Perchè l’Europa ha bisogno del Kosovo

, di Paolo V. Tonini

Perchè l'Europa ha bisogno del Kosovo

Il fulcro della bilancia diplomatica fra Russia ed America nella regione balcanica giace fra le aulee del Parlamento di Pristina ed un solo interlocutore manca per risolvere l’enigma kosovaro: l’Europa.

Ma quale Europa? Secondo quanto insegna Ronald Dworkin, ad un solo concetto possono corrispondere indefinite concezioni, e di certo il grande assente non è l’Europa statica e confederale dei nostri giorni. Proprio per questo, una crisi regionale di dimensioni apparentemente ridotte è il miglior banco di prova per evidenziare lo stacco fra l’Europa che c’è sullo scacchiere internazionale e quella che ci dovrebbe essere.

Senza pretesa di esaustività, questo articolo cercherà di gettare qualche lume sulla situazione attuale in riferimento a (A) quello che è stato fatto prima di Lisbona e ciò che può essere ancora fatto e (B) perché tutto questo non basta e la definitiva costituzione di un organismo federale non può più essere procrastinata.

Cosa secondo i Trattati (TUE, TFUE)

1) EULEX

Le difficoltà dei vari stati Europei a trovare accordo sullo status del Kosovo non hanno stranamente impedito all’Unione, quando in gioco era la sua concreta credibilità internazionale, di raggiungere l’unanimità richiesta dalla PESC per lanciare il loro forse più ambizioso progetto di peace keeping: EULEX [1]. Lo scopo è chiaro: restaurare, mantenere e certificare lo stato di diritto nella regione. Tutto questo ad appena un giorno dalla dichiarazione a Pristina.

== Esercizio proposto 1 ==
Nel testo della pagina, qual è lo scopo della missione EULEX?
== Esercizio proposto 2 ==
Trascrivi dal testo della pagina il passo compreso tra "Le difficoltà dei" e "dichiarazione a Pristina.", estremi inclusi.
Per rispondere basati soltanto sul testo della pagina.

== Contenuto dei dati ==

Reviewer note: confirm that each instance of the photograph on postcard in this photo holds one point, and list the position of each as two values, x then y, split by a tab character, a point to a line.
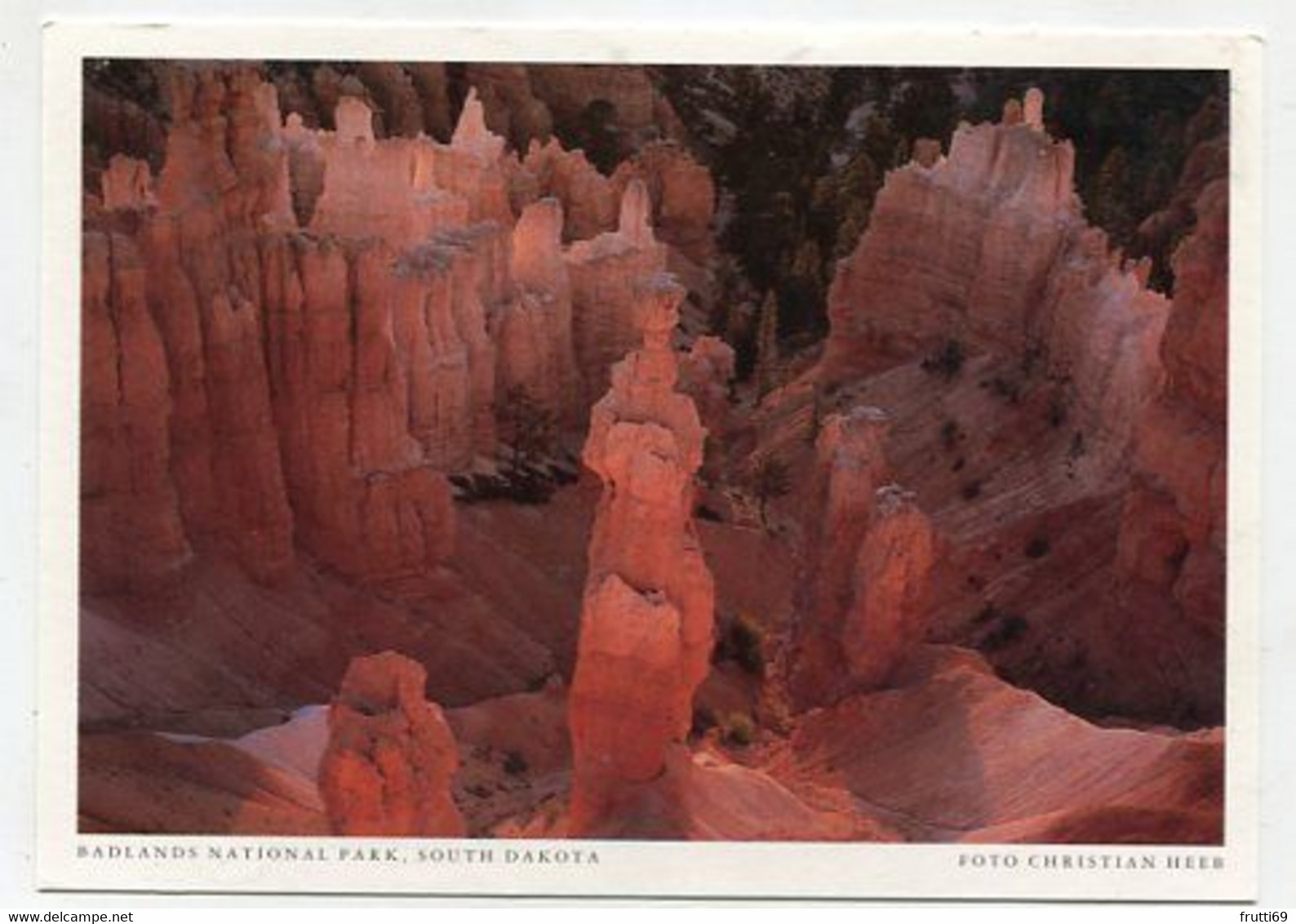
530	464
699	452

== Risultato atteso 1 ==
Restaurare, mantenere e certificare lo stato di diritto nella regione.

== Risultato atteso 2 ==
Le difficoltà dei vari stati Europei a trovare accordo sullo status del Kosovo non hanno stranamente impedito all’Unione, quando in gioco era la sua concreta credibilità internazionale, di raggiungere l’unanimità richiesta dalla PESC per lanciare il loro forse più ambizioso progetto di peace keeping: EULEX [1]. Lo scopo è chiaro: restaurare, mantenere e certificare lo stato di diritto nella regione. Tutto questo ad appena un giorno dalla dichiarazione a Pristina.